§ WHAT TO PRODUCE:
Each line of the material below should be reproduced exactly.

--- start ---

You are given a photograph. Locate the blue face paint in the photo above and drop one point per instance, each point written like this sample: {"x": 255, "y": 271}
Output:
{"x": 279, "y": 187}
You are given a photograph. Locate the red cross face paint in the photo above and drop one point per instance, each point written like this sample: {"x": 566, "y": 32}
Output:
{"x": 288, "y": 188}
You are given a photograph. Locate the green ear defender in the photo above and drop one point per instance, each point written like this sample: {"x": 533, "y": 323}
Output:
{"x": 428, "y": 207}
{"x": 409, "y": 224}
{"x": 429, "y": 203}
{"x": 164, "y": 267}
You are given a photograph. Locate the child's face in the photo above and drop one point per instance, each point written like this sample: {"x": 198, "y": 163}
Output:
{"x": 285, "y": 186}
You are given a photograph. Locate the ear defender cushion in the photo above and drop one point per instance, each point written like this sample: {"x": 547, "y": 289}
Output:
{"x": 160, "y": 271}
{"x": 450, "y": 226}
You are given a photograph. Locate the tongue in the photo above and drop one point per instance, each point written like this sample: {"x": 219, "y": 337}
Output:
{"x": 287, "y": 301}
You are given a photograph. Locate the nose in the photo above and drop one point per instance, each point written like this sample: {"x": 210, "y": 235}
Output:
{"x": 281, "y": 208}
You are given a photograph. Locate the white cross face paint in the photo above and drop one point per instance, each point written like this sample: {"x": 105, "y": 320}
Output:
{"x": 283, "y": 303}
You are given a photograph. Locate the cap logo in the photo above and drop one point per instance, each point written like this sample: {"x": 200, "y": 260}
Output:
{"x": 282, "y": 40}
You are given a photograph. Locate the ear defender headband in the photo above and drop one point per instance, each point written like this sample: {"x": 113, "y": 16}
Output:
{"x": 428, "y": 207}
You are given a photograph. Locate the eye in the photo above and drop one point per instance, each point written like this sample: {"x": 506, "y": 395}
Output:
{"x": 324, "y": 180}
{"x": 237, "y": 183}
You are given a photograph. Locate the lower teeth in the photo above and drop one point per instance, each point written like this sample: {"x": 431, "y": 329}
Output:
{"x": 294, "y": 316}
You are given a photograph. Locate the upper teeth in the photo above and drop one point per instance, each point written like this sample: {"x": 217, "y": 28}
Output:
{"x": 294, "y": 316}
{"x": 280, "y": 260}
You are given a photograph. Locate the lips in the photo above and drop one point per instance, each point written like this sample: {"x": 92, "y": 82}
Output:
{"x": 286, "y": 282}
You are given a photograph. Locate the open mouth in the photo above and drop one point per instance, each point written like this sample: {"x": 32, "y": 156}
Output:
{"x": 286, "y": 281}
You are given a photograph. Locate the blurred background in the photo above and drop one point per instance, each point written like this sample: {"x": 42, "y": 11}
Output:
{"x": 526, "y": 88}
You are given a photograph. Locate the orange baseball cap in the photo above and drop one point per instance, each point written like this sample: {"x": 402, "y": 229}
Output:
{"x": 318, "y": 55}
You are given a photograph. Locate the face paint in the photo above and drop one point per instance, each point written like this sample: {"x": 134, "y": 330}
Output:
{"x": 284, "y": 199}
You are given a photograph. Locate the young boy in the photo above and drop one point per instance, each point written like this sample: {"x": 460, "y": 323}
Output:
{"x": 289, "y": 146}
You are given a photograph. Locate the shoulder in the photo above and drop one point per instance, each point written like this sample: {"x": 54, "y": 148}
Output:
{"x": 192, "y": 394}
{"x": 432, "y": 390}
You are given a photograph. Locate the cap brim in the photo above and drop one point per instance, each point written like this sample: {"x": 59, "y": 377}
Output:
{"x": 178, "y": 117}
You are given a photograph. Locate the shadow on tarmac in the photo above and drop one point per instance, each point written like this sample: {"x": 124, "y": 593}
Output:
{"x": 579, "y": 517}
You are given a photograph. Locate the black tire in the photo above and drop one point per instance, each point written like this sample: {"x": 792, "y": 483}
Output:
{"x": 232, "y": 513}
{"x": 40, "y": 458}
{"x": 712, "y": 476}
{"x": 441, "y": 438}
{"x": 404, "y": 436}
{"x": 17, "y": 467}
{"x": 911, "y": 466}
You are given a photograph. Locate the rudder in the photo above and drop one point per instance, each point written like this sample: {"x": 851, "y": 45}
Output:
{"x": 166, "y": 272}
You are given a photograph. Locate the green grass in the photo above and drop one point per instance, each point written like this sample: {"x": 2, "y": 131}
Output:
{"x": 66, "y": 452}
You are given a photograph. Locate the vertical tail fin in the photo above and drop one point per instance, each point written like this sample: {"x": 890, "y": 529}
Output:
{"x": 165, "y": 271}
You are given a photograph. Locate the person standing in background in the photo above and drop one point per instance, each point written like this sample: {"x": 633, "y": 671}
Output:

--- end ---

§ RESULT OF THIS EXERCISE:
You are given a photograph. Locate the blue face paint in the photo above and drop one point per instance, each point written like this sample: {"x": 255, "y": 271}
Output:
{"x": 279, "y": 187}
You are given a photograph. Locate the red cross face paint in the photo above and drop one point per instance, each point written like this sample: {"x": 566, "y": 32}
Output:
{"x": 288, "y": 188}
You are given a photograph. Locate the green ear defender in the photo above and drop one point per instance, each point written like this sample: {"x": 533, "y": 323}
Output:
{"x": 428, "y": 207}
{"x": 409, "y": 224}
{"x": 429, "y": 203}
{"x": 164, "y": 267}
You are given a photograph. Locate the child's face in the photo above and drop one point per instance, each point written like this sample: {"x": 198, "y": 163}
Output:
{"x": 285, "y": 186}
You are given a photograph. Locate the ear defender cushion in the photo above and drop one point per instance, each point written like this sample: {"x": 547, "y": 289}
Output:
{"x": 160, "y": 271}
{"x": 450, "y": 226}
You are given a photograph. Locate the tongue in the photo above and drop one point per instance, each point written like this sample: {"x": 219, "y": 337}
Output:
{"x": 287, "y": 301}
You are given a photograph. Locate the nose in the photo above and drop one point per instance, each point written like this sample: {"x": 210, "y": 235}
Output:
{"x": 281, "y": 208}
You are given a photograph. Locate the white cross face paint in the photo above and drop one point per instance, each point written like this sample: {"x": 105, "y": 320}
Output:
{"x": 283, "y": 303}
You are given a photograph. Locate the cap logo in the photo above and drop one point per instance, each point written like this sample: {"x": 200, "y": 260}
Output:
{"x": 282, "y": 40}
You are given a photograph. Locate the ear defender headband in the photo above and drop one point per instance, each point written like this sample: {"x": 113, "y": 16}
Output:
{"x": 428, "y": 207}
You are given a photograph. Locate the eye in the photo above and drop one point per instance, each point written like this sample: {"x": 506, "y": 395}
Output:
{"x": 324, "y": 180}
{"x": 237, "y": 183}
You are given a photograph. Locate the lower teeth in the photo above and drop one point per instance, each point written like this sample: {"x": 431, "y": 329}
Output:
{"x": 294, "y": 316}
You are given a photograph. Locate the upper teeth in the photo above and drop one point per instance, each point written like this sample: {"x": 217, "y": 28}
Output:
{"x": 294, "y": 316}
{"x": 280, "y": 260}
You are given a photograph. Locate the lips in the photo above and drop one point per instance, each point written like this sample: {"x": 92, "y": 82}
Output:
{"x": 286, "y": 282}
You are given a photograph. Locate the open mouth in the photo above and drop one point per instance, each point written like this sample: {"x": 32, "y": 156}
Output:
{"x": 286, "y": 281}
You are given a photograph. Locate the blurred background in the photo above and drop one point per instance, each point written like this sample: {"x": 42, "y": 11}
Output:
{"x": 526, "y": 88}
You are given a photograph. Locate the orange baseball cap in the photo above and drop one point per instance, each point written like this sample: {"x": 402, "y": 229}
Output:
{"x": 318, "y": 55}
You are given a photograph. Locate the face paint in the photo above and drop one point per instance, each point written like this sample: {"x": 134, "y": 330}
Output:
{"x": 284, "y": 199}
You are given a photograph. Locate the young boy in the photo above and drop one point per instance, each point written like this sample: {"x": 460, "y": 323}
Output:
{"x": 289, "y": 146}
You are given a photograph. Locate the shoulder in the photo above and drop one point per instance, each point written like this sample: {"x": 54, "y": 148}
Output:
{"x": 192, "y": 394}
{"x": 432, "y": 390}
You are given a photograph. Locate the cap brim in the photo above and drop one point per instance, each point written like this sample: {"x": 59, "y": 377}
Output:
{"x": 178, "y": 117}
You are given a photograph. Locate the shadow on tarmac in the photo above and drop one point per instance, each point written like this sample: {"x": 124, "y": 593}
Output:
{"x": 579, "y": 517}
You are given a photograph. Locate the black tire in the photo above and drop one point per instance, each point written like this sample: {"x": 792, "y": 483}
Output:
{"x": 232, "y": 513}
{"x": 40, "y": 458}
{"x": 712, "y": 476}
{"x": 441, "y": 438}
{"x": 404, "y": 436}
{"x": 17, "y": 467}
{"x": 911, "y": 466}
You are given a photograph. Locate the rudder in the photo above and drop one point per instance, each point written like this sample: {"x": 851, "y": 45}
Output:
{"x": 166, "y": 272}
You are given a photograph. Locate the green grass in the photo above and drop one point per instance, each point written like this sample: {"x": 2, "y": 131}
Output:
{"x": 66, "y": 452}
You are given a photograph. Locate the vertical tail fin in the photo above and drop one point per instance, each point written like this sample: {"x": 890, "y": 529}
Output:
{"x": 165, "y": 271}
You are given a photograph. Locate the person standing in background in the photo above and drop one point per instance, each point written like this sample: {"x": 633, "y": 671}
Output:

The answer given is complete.